O CALÇADÃO, A PRAÇA E A PANTOMIMA
João Eichbaum
No calçadão de Santa Maria vi os
velhinhos de sempre, que só mudam de nome, de feições, de data de nascimento e,
ainda que não sejam os mesmos, são os de sempre, discutindo suas incertezas e
evidências sobre ética, política, futebol e mulher.
E as mulheres irrigam com todos os
tons de beleza e graça o calçadão. Era “primeira quadra”, mas perdeu o nome
porque se entregou ao modernismo das cidades que nunca tiveram a felicidade de
ter uma “primeira quadra”. Por lá passam mulheres de todos os tipos e idades,
as simpáticas, as bonitas, as loiras, as morenas, as brancas, as negras, as
gordinhas e as elegantes, as de seio pra baixo e as de silicone.
Enquanto elas passam, algumas
apressadas, outras fazendo parada obrigatória na frente de cada vitrine,
a sós ou em grupos, os velhinhos as seguem com o rabo do olho, para uma análise
rápida, frontal ou de retrospectiva. Algumas passam imunes pelos julgamentos
sumários. Mas as mais jovens, as de jeans colados, desenhando fielmente as
formas que descem a partir dos quadris, essas não escapam aos vereditos da
experiência, da baba e da respiração estorvada pela asma.
Já na praça Saldanha Marinho o
cenário é outro. Ali se concentra o passado: os mesmos bancos, as mesmas árvores,
como diz a canção. Ah, e o mesmo coreto. O coreto das retretas de domingo à
noite, que atraia o povo em volta de dele, o povo da cidade e os viajantes
retidos pelo descanso dominical da ferrovia.
O povo é outro: não empina o nariz,
nem assume ares de rico. Não é o povo da Santa Maria ferroviária com seus
habitantes e seus hóspedes. Não é o povo das retretas. Esse povo que eu vi na
sexta-feira de tarde espalhado pela praça talvez nem saiba o que é retreta.

_REGISTROS_:
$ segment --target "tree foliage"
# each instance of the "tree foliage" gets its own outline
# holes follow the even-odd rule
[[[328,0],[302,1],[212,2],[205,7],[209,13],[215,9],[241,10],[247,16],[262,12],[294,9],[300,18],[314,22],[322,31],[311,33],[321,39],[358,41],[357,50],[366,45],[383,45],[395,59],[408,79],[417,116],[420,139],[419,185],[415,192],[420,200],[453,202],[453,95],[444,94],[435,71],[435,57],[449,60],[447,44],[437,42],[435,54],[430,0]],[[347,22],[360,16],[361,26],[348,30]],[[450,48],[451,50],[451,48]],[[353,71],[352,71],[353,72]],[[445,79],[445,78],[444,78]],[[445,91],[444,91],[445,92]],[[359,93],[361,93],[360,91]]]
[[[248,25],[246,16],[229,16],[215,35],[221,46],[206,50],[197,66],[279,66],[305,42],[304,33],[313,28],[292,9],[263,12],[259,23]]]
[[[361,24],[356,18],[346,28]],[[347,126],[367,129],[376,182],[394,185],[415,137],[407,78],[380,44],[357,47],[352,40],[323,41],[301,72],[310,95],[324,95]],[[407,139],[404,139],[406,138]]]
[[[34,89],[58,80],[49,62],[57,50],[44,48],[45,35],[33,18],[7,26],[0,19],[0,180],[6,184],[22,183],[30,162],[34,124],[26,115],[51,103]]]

_O QUE FAZER_:
A: Responda às perguntas sobre o texto do calçadão e da praça:
(i) Como se chamava antes o calçadão de Santa Maria?
(ii) Sobre que assuntos os velhinhos do calçadão discutem?
(iii) Em que dia e em que parte do dia o povo foi visto espalhado pela praça?
B: Escreva a continuação do texto sobre o calçadão e a praça a partir do ponto em que ele para.

_RESPOSTAS POR ITEM_:
A:
(i) Chamava-se "primeira quadra".
(ii) Discutem sobre ética, política, futebol e mulher.
(iii) Numa sexta-feira, à tarde.

B:
O povo que lota a praça é aquele que,
no quinto dia útil de cada mês enche os bancos e as agências lotéricas, atrás
da grana da aposentadoria e, nesse ínterim, faz compras, paga as contas, e
descansa as pernas na praça Saldanha Marinho. É o povo que contribuiu com
quatro salários mínimos para a Previdência, mas recebe só dois. E trava uma
luta renhida com a vida, querendo viver: enfrenta a fila do SUS, fica na espera
entre a hospitalização ou a morte, faz contas de chegada entre o que a vida lhe
exige e o que ele lhe pode dar.
Na praça esse povo faz tempo, à
espera do ônibus que o levará para casa ou simplesmente para se entregar ao
incômodo exercício de pensar como chegará até o próximo quinto dia útil.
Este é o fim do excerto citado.